• [Job] List every line in the entries below that contains the word "basket". Treat capital and lowercase letters as different.

• [Data entries]

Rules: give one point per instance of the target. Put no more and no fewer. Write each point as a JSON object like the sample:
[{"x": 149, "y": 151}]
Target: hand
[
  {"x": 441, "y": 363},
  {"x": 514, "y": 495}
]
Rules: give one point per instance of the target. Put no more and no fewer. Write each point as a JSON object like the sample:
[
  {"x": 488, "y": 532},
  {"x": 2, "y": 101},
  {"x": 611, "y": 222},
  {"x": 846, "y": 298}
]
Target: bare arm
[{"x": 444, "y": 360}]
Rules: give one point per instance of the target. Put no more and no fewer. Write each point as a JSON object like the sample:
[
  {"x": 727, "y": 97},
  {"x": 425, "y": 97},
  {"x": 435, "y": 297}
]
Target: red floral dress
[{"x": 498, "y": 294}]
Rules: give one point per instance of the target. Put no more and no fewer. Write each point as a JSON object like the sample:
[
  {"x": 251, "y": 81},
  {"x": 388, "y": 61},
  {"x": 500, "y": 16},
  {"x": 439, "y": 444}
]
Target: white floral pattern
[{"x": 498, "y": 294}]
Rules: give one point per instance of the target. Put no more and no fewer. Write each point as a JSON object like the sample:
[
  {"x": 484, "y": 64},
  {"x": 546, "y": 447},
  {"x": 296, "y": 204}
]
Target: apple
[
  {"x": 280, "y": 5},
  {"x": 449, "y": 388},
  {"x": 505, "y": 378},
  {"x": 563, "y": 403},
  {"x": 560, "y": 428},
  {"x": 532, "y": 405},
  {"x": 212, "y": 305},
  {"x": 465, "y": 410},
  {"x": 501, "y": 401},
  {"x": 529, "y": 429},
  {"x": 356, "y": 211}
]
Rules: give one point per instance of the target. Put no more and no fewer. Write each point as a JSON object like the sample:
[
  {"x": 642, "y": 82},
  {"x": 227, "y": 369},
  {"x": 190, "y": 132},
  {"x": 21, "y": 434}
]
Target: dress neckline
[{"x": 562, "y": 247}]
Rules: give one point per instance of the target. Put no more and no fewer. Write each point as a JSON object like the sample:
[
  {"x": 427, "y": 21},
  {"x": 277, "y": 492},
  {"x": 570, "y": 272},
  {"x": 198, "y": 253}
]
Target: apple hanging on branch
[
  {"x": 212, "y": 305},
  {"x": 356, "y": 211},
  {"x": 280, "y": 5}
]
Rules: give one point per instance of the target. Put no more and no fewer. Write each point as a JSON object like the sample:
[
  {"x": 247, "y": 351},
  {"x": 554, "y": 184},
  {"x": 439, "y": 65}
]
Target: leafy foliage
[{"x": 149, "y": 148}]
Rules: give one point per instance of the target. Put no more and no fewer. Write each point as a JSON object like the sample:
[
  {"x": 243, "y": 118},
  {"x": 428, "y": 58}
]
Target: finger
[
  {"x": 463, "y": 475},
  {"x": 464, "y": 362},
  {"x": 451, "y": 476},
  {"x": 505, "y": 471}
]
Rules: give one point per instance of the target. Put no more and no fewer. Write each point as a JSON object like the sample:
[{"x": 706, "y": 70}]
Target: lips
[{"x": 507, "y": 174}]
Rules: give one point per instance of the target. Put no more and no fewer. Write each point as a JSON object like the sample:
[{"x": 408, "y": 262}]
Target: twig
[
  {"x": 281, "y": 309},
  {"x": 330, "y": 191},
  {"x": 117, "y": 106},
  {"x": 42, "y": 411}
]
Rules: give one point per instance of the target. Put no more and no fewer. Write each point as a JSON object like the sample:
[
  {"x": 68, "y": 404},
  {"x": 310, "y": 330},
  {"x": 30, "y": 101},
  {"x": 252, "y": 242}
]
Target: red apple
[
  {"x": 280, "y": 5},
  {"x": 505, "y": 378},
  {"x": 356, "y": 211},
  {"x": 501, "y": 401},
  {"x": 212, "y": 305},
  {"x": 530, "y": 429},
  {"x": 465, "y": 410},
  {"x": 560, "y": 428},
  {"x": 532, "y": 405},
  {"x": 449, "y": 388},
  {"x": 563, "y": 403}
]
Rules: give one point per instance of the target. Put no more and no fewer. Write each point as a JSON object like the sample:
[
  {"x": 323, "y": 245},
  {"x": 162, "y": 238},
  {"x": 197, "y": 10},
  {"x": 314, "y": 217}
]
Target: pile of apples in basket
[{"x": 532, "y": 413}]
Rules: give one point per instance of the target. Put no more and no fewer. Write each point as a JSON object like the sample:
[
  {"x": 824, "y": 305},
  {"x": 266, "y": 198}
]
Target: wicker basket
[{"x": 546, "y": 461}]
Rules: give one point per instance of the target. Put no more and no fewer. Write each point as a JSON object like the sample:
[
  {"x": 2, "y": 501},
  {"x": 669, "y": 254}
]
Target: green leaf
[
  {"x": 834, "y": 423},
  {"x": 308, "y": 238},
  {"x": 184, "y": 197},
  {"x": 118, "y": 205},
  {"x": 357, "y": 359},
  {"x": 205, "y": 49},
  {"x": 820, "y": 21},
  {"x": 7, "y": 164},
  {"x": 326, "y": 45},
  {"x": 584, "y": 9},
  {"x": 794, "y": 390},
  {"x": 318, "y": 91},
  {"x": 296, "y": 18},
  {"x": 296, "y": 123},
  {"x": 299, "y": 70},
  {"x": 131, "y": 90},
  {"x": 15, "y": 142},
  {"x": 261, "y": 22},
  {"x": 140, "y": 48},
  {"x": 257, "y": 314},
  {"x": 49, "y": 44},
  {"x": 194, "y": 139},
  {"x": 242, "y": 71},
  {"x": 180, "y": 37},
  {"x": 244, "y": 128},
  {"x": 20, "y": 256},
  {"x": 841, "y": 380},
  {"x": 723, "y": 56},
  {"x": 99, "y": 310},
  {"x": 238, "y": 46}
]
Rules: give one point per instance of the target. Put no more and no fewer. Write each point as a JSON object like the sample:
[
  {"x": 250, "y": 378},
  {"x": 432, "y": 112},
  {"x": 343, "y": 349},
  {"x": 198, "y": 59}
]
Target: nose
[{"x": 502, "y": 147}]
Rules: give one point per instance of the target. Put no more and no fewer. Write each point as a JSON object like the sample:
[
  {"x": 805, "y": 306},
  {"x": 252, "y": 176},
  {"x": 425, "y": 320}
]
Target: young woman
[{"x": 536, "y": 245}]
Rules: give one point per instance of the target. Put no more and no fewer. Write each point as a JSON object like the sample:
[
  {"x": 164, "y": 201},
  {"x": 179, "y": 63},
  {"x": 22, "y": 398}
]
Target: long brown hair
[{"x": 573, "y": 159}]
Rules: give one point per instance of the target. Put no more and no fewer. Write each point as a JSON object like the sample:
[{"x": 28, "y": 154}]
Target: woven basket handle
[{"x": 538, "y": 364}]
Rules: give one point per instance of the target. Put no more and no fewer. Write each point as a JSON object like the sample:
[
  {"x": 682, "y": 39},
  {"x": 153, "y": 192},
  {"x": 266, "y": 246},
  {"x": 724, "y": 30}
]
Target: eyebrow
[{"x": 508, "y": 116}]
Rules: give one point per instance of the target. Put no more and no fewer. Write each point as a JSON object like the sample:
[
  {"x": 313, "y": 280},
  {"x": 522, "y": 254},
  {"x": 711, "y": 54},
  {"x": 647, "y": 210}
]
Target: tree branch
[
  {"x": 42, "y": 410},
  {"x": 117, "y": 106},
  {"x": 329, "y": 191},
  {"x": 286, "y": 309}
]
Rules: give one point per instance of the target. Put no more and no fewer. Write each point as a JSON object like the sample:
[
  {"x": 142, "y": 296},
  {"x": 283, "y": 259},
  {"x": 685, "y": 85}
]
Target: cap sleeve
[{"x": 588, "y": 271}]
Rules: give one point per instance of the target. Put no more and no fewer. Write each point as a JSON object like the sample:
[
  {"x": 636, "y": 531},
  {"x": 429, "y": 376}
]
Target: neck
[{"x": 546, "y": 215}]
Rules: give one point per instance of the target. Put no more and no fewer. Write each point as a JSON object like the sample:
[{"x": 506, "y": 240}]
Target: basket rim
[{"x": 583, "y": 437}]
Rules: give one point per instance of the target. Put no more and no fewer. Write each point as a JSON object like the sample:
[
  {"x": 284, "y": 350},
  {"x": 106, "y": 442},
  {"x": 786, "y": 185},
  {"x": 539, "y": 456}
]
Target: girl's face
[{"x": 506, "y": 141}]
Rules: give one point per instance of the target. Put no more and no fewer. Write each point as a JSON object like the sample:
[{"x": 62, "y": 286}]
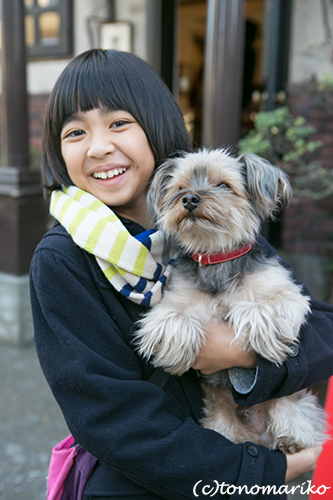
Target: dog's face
[{"x": 211, "y": 202}]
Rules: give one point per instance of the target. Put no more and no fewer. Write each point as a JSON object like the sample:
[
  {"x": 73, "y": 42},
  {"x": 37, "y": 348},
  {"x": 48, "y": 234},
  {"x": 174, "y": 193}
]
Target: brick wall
[{"x": 308, "y": 226}]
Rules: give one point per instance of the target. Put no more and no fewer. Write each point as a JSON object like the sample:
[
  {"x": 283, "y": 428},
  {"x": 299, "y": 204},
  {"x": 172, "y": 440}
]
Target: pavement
[{"x": 31, "y": 423}]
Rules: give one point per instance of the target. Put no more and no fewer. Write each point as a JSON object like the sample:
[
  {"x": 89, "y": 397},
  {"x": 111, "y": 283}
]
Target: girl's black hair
[{"x": 115, "y": 80}]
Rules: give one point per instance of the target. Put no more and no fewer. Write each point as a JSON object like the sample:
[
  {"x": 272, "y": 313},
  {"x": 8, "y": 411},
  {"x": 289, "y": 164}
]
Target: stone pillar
[
  {"x": 223, "y": 72},
  {"x": 22, "y": 211}
]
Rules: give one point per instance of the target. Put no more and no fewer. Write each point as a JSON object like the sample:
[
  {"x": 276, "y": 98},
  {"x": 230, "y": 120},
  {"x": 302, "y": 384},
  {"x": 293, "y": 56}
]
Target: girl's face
[{"x": 108, "y": 155}]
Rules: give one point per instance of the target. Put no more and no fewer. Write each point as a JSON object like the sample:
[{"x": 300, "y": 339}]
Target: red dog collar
[{"x": 218, "y": 258}]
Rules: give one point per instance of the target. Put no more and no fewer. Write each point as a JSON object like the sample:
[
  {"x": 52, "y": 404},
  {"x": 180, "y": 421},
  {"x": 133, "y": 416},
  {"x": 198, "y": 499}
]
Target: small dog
[{"x": 211, "y": 205}]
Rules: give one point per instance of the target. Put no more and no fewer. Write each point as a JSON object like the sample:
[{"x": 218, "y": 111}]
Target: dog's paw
[{"x": 287, "y": 446}]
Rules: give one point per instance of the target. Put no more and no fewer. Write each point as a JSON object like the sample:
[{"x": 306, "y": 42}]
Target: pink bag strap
[{"x": 62, "y": 459}]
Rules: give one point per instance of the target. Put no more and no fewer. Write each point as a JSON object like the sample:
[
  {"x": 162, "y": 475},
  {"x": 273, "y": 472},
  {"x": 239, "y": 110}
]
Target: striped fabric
[{"x": 137, "y": 267}]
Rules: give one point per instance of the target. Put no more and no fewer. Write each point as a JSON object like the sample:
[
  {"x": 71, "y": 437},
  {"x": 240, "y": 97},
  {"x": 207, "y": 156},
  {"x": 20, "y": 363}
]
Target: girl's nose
[{"x": 100, "y": 146}]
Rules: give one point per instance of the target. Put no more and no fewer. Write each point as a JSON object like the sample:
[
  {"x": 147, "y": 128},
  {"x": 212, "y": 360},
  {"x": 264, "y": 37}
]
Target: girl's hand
[
  {"x": 221, "y": 350},
  {"x": 302, "y": 462}
]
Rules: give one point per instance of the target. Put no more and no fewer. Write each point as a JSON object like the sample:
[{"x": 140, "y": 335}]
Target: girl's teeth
[{"x": 110, "y": 174}]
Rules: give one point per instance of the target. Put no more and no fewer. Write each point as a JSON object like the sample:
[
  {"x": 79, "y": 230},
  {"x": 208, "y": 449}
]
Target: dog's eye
[{"x": 224, "y": 184}]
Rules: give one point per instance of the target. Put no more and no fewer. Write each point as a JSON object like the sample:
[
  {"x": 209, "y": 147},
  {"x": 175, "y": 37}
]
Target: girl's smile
[{"x": 107, "y": 154}]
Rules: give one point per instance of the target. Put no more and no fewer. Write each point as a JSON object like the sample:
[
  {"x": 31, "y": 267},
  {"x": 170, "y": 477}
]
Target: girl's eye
[
  {"x": 119, "y": 123},
  {"x": 74, "y": 133}
]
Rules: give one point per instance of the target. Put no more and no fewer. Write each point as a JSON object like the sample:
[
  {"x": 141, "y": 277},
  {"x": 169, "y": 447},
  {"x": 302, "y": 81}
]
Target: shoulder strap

• [Written answer]
Target: pile of apples in basket
Target: wicker basket
Target: woven basket handle
Target: basket rim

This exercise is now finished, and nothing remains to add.